* **WHAT IS NEEDED**:
How many lines in the records below contain the word "river"? Give only the number.

* **GIVEN ENTRIES**:
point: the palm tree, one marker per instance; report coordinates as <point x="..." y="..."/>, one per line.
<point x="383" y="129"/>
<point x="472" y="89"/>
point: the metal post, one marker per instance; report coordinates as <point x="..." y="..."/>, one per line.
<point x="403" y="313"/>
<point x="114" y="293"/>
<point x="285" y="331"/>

* * *

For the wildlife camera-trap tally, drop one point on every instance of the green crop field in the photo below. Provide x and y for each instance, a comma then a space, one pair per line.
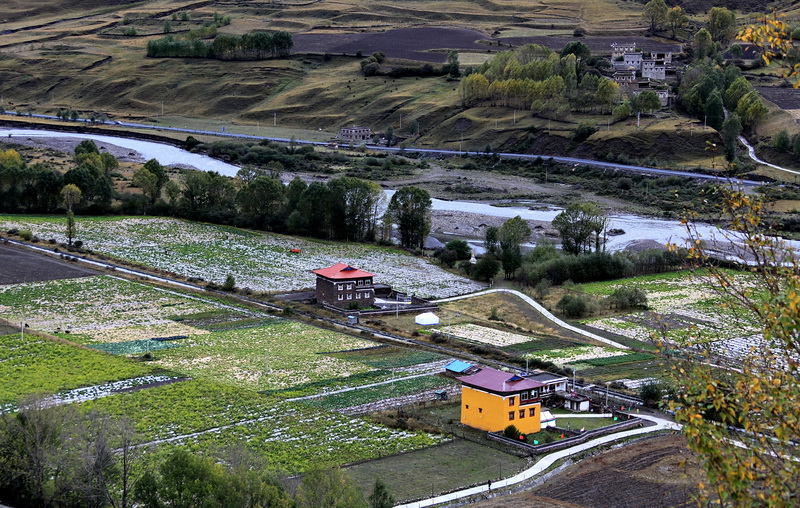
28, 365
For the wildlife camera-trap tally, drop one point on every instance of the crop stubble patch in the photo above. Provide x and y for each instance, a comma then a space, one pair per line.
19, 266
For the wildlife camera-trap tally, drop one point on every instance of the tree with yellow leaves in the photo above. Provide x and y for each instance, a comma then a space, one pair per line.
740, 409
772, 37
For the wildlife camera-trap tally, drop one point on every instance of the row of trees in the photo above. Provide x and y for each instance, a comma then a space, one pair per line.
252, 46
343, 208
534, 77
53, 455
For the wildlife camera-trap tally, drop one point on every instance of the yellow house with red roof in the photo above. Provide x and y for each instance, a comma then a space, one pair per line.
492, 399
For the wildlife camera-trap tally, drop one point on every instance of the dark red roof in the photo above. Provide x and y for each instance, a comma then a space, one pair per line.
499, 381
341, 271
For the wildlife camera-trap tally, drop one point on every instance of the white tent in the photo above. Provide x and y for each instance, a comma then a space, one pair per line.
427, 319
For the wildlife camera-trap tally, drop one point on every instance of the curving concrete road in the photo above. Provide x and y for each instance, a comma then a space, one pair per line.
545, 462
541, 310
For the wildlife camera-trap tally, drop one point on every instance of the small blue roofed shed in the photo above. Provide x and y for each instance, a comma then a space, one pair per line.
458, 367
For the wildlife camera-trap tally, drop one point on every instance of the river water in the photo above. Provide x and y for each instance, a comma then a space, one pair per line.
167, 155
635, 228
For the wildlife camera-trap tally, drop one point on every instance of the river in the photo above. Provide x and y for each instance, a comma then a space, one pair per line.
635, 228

* * *

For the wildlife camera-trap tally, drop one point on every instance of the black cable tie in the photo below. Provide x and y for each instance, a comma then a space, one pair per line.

* **RESULT OF THE TASK**:
2